-- 书面任务 --
能把下面的材料一字不差地逐行重抄一遍吗？答案里不要放图片。
#### 任务输入 ####
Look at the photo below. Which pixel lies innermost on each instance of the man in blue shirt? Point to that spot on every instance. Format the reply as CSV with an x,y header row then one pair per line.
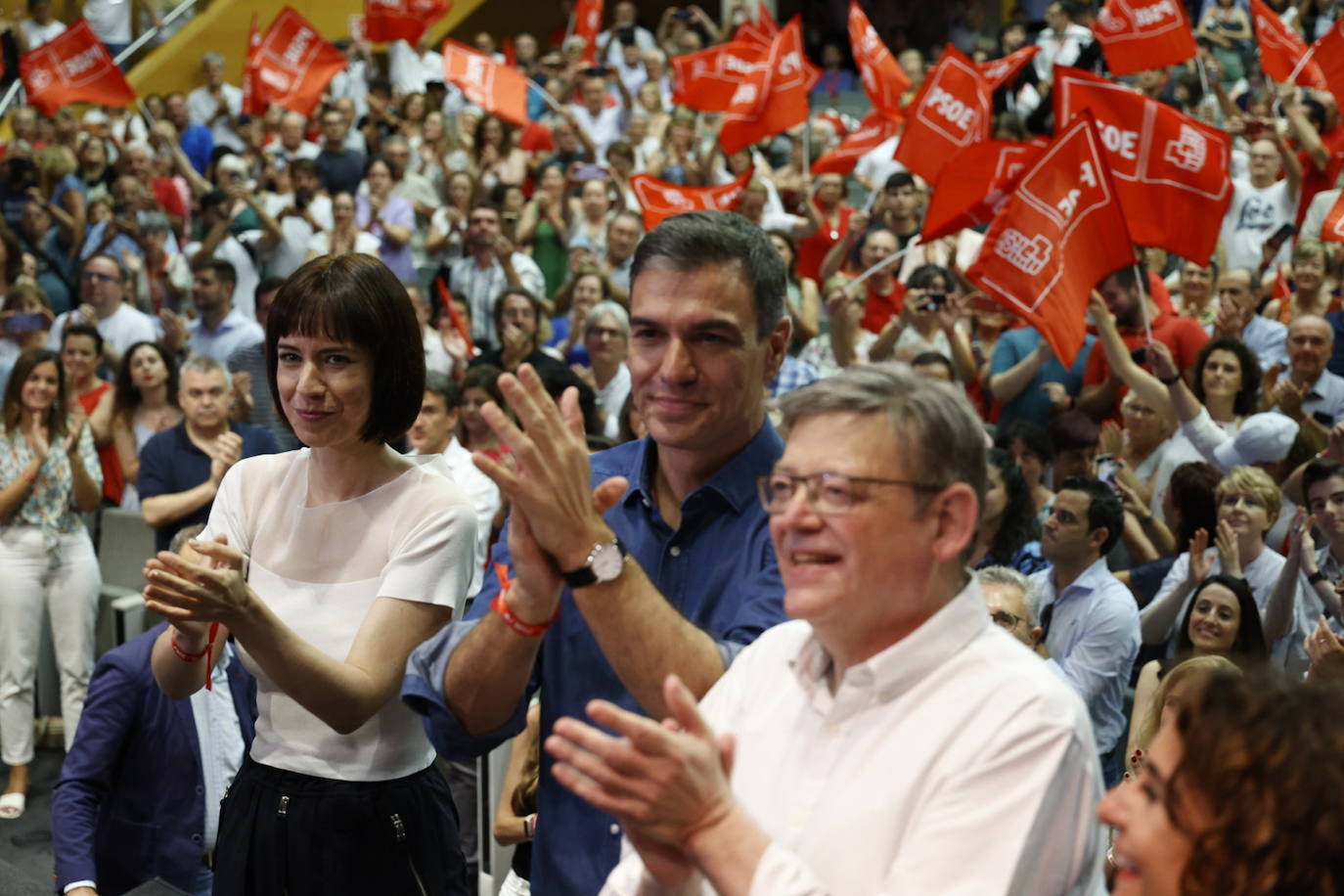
x,y
678,574
1091,619
180,469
####
-- 完成练习 --
Look at the photo below. Which pixel lies innermost on each instance of the man in blue shirt? Point to that spot on every instance. Format the reply as CSV with an x,y header row then one pair per line.
x,y
678,574
1091,619
180,469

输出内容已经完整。